• TASK TO COMPLETE
Convert the stretch of the material from its first line through the line containing "xmin=181 ymin=438 xmax=249 ymax=461" into a JSON list of strings, one string per line, leaving out blank lines.

[Records of labeled boxes]
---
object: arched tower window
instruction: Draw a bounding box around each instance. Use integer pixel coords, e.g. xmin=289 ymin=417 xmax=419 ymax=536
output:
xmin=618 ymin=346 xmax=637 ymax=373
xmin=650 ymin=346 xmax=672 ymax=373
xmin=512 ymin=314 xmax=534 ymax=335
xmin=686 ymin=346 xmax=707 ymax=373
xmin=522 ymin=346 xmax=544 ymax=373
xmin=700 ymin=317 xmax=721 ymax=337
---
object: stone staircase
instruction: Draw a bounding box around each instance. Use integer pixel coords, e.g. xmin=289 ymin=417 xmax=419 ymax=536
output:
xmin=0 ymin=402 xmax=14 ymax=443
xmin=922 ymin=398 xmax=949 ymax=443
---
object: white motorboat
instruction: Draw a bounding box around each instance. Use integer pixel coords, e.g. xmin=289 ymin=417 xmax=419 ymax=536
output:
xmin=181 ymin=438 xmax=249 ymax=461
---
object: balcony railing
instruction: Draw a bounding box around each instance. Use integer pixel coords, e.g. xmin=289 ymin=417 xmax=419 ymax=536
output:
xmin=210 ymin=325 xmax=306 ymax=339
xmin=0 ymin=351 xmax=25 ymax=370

• FINAL ANSWER
[
  "---",
  "object: arched tower window",
  "instruction: Draw a bounding box around each instance. Use integer pixel coords, e.g. xmin=289 ymin=417 xmax=419 ymax=536",
  "output:",
  "xmin=618 ymin=346 xmax=637 ymax=373",
  "xmin=650 ymin=346 xmax=672 ymax=373",
  "xmin=512 ymin=314 xmax=534 ymax=335",
  "xmin=686 ymin=346 xmax=707 ymax=373",
  "xmin=522 ymin=346 xmax=544 ymax=373",
  "xmin=700 ymin=317 xmax=721 ymax=337",
  "---",
  "object: stone staircase",
  "instruction: Draw a bounding box around each instance. Use integer pixel coords, e.g. xmin=289 ymin=417 xmax=419 ymax=536",
  "output:",
  "xmin=0 ymin=402 xmax=14 ymax=443",
  "xmin=922 ymin=398 xmax=949 ymax=443",
  "---",
  "object: white motorboat",
  "instruction: Draw a bounding box around each instance. Use integer pixel coords, e.g. xmin=289 ymin=417 xmax=419 ymax=536",
  "output:",
  "xmin=181 ymin=438 xmax=249 ymax=461"
]